Roku’s Q1 earnings report comes after a public escalation in its fight with Google. Roku pulled YouTube TV from its channel store on April 30, alleging that Google was making anticompetitive demands for Roku to continue distribution of the core YouTube app. Google denied it was seeking any preferential treatment and claimed it was Roku that tied discussions over YouTube TV distribution with the deal to carry YouTube.

Roku’s stock price dropped more than 20% following the YouTube TV removal. In after-hours trading Thursday, shares were up as much as 8.9% on the strong Q1 earnings.

For the second quarter, Roku issued guidance of net revenue between $610 million and $620 million and net income of $10 million-$20 million.

The Roku Channel, the company’s free, ad-supported service that also provides access to live TV and SVOD channels, had another quarter of record growth, reaching U.S. households with an estimated 70 million people, more than doubling from Q1 2020. Another key stat: According to Roku, in the first three months of 2021, more than 85% of adults 18-49 who watched The Roku Channel were unduplicated with traditional TV.

To boost The Roku Channel’s momentum, the company has embarked on a strategy of acquiring and producing original content.

The company bought the now-defunct Quibi content library in January — encompassing more than 75 original shows — which it is rebranding as “Roku Originals” and release them on its free-to-watch AVOD service soon. Roku Originals also will be the brand name for future original programming on The Roku Channel. And last month, Roku acquired This Old House Ventures, producer of “This Old House” and “Ask This Old House” TV shows, in a deal that included a library of more than 1,500 episodes.

“[W]e expect that our content investment will continue to be commensurate with the scale and growth trajectory of The Roku Channel,” Wood and Louden wrote.

[Point-per-instance localization data]
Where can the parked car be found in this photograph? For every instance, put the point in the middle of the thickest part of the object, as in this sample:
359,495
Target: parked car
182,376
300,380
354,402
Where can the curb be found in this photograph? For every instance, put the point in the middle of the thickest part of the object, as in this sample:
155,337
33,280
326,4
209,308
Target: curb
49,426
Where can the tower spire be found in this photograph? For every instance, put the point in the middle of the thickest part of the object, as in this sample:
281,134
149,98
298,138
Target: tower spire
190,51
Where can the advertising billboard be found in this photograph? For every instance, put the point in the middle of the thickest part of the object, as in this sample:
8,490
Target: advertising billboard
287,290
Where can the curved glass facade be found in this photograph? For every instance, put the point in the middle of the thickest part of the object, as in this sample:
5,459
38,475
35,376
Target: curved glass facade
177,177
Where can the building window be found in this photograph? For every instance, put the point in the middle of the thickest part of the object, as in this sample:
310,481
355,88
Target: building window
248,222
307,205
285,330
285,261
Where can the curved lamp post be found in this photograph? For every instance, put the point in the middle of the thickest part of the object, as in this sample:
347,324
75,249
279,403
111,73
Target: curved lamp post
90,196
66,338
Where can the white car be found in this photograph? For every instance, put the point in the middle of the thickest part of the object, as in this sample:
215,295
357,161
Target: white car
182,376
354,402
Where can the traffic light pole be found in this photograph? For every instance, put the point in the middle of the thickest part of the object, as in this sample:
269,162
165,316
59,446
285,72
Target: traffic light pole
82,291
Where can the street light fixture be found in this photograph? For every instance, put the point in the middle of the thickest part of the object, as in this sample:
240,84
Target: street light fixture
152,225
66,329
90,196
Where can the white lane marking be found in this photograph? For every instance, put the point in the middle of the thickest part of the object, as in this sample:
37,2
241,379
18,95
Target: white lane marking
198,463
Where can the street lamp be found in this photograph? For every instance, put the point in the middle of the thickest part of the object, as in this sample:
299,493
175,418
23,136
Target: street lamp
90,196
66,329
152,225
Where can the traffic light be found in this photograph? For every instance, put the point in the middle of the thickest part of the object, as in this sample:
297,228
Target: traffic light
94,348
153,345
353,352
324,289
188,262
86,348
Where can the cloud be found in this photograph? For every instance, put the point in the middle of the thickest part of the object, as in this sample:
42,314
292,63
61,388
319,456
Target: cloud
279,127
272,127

■ Complete the following
(1) From the Roku earnings text, extract the passage from "The Roku Channel, the" up to and including "with traditional TV.".
(2) According to the Roku earnings text, why has Roku begun acquiring and producing original content?
(3) Answer these questions using the Roku earnings text:
(a) On what date did Roku pull YouTube TV from its channel store?
(b) What net revenue range did Roku give as guidance for the second quarter?
(c) How many episodes did the library in the This Old House Ventures deal include?

■ List of solutions
(1)
The Roku Channel, the company’s free, ad-supported service that also provides access to live TV and SVOD channels, had another quarter of record growth, reaching U.S. households with an estimated 70 million people, more than doubling from Q1 2020. Another key stat: According to Roku, in the first three months of 2021, more than 85% of adults 18-49 who watched The Roku Channel were unduplicated with traditional TV.

(2) Roku is acquiring and producing original content to boost the momentum of The Roku Channel.

(3)
(a) April 30
(b) Between $610 million and $620 million
(c) More than 1,500